▶ Task description
For each of these statements about the court order, answer yes or no and quote the deciding words: (a) the adversary proceeding began on April 8, 1991; (b) the debtor filed a voluntary petition under Chapter 11; (c) the evidentiary hearing on the motion to disqualify took place on February 9, 1995.

Matter of Outdoor Products Corp.

Decision Date21 June 1995
Docket NumberBankruptcy No. 87-1039-8B7. Adv. No. 91-219.
Citation183 BR 645
PartiesIn the Matter of OUTDOOR PRODUCTS CORP., Debtor. Ralph Jay HARPLEY, Trustee, Plaintiff, v. DUCANE INDUSTRIES, Defendant.
CourtU.S. Bankruptcy Court — Middle District of Florida

John D. Goldsmith, Tampa, FL, for plaintiff.

Marsha Griffin Rydberg, Tampa, FL, for defendant.

Ralph J. Harpley, Trustee, Tampa, FL.

ORDER ON MOTION TO DISQUALIFY THE TRENAM, KEMKER LAW FIRM

THOMAS E. BAYNES, Jr., Bankruptcy Judge.

THIS MATTER came on for consideration upon Ducane Industries' Motion to Disqualify the Professional Association of Trenam, Kemker, Scharf, Barkin, Frye, O'Neill, and Mullins as legal counsel for Ralph Jay Harpley, Trustee. This Court has considered the evidence from the February 9, 1995, evidentiary hearing of Ducane's motion to disqualify, and the record, and finds the facts as follows:

Debtor was brought into bankruptcy by an involuntary petition filed under Chapter 7 of Title 11 United States Code (Bankruptcy Code). This adversary proceeding was filed by Plaintiff/Trustee as an action based upon preference under 11 U.S.C. § 547. This adversary proceeding has had substantial litigation between Plaintiff and Defendant since its inception April 8, 1991. During the pendency of this adversary proceeding, Trustee has retained its individual counsel Trenam, Kemker, Scharf, Barkin, Frye, O'Neill, and Mullins, P.A. (Trenam, Kemker) and Defendant (Ducane) has retained Ryberg, Goldstein, and Bolves, P.A. (RGB).

The impetus for this Motion for Disqualification of Plaintiff's counsel, almost four years after the case was filed, is based upon Trenam, Kemker's employment of an associate which was previously employed with RBG. Both periods of employment have been during the pendency of this adversary proceeding.

▶ Material supplied
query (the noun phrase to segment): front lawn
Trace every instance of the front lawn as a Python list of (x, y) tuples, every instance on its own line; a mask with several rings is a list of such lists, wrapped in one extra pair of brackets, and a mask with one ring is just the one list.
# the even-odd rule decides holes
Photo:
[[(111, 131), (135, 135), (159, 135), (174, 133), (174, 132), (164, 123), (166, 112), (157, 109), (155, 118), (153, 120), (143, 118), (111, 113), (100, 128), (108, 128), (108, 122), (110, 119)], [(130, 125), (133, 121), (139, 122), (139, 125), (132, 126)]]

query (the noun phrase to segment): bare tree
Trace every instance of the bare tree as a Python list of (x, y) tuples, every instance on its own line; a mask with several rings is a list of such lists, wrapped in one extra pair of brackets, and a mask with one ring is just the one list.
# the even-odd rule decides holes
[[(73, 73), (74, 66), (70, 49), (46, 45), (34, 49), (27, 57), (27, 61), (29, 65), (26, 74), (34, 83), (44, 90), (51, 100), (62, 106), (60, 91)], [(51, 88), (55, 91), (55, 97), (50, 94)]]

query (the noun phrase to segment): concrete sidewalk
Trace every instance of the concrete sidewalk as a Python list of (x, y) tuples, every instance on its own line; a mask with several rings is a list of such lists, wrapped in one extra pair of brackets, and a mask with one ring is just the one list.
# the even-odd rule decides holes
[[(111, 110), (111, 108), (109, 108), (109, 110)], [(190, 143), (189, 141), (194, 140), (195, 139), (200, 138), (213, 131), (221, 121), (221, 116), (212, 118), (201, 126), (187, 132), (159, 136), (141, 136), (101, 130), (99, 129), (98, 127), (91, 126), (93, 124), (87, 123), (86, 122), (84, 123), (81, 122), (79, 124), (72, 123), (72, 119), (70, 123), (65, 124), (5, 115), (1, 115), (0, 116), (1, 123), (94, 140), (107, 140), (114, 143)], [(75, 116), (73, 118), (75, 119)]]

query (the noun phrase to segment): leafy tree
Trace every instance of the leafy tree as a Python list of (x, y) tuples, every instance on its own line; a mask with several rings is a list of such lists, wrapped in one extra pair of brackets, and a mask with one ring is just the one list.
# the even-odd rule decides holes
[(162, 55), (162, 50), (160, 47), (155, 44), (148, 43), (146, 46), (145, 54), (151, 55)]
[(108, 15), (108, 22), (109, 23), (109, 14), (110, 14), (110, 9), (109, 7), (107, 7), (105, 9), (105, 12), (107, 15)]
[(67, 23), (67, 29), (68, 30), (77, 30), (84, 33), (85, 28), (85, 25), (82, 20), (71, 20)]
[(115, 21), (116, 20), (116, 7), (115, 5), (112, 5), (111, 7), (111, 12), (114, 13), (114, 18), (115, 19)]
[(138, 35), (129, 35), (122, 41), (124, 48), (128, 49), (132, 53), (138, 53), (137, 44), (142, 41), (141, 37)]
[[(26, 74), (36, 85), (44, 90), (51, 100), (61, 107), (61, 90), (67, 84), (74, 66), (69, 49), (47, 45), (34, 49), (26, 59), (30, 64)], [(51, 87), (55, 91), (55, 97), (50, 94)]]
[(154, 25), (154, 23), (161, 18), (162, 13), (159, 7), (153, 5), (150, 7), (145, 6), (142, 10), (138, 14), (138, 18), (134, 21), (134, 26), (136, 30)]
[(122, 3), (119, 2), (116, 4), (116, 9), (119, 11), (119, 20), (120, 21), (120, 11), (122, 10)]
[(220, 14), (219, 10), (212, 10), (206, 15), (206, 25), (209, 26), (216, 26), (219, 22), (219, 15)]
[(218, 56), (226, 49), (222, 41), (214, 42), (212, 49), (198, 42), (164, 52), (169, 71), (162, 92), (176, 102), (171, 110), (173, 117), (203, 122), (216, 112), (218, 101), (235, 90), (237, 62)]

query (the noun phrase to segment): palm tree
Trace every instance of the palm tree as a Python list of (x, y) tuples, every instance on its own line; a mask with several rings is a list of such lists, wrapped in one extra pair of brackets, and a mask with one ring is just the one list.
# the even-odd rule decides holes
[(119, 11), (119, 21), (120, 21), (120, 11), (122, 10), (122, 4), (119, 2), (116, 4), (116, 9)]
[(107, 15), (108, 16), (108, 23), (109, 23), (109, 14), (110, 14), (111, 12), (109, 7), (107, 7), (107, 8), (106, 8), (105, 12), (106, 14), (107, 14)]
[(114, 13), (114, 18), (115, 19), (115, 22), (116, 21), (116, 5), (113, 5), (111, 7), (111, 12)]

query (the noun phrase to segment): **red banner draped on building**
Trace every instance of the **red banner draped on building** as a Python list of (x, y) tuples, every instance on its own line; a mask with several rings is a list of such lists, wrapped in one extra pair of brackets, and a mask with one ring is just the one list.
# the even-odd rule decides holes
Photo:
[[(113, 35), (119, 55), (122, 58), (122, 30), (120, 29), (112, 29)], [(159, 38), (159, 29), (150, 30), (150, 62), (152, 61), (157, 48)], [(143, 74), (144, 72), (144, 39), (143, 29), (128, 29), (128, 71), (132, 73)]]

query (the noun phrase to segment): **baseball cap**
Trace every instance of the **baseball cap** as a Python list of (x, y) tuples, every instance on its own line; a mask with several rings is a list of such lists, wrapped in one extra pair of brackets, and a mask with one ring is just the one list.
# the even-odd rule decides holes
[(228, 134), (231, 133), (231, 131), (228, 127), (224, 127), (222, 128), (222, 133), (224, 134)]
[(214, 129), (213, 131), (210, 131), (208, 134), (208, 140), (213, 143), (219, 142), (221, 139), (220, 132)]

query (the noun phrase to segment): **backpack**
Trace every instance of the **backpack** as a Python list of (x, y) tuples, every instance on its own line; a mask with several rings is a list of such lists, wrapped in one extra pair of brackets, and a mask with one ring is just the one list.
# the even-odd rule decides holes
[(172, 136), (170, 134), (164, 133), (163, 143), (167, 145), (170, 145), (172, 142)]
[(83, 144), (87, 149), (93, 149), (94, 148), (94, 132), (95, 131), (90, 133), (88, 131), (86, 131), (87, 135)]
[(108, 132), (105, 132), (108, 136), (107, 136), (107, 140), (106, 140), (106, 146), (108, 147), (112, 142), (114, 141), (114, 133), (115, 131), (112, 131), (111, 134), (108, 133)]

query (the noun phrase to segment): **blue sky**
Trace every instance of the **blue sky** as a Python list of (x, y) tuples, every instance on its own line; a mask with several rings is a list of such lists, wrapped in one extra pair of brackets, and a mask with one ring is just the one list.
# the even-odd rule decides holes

▶ Response
(a) Yes: "since its inception April 8, 1991"
(b) No: "Debtor was brought into bankruptcy by an involuntary petition filed under Chapter 7 of Title 11 United States Code"
(c) Yes: "the February 9, 1995, evidentiary hearing of Ducane's motion to disqualify"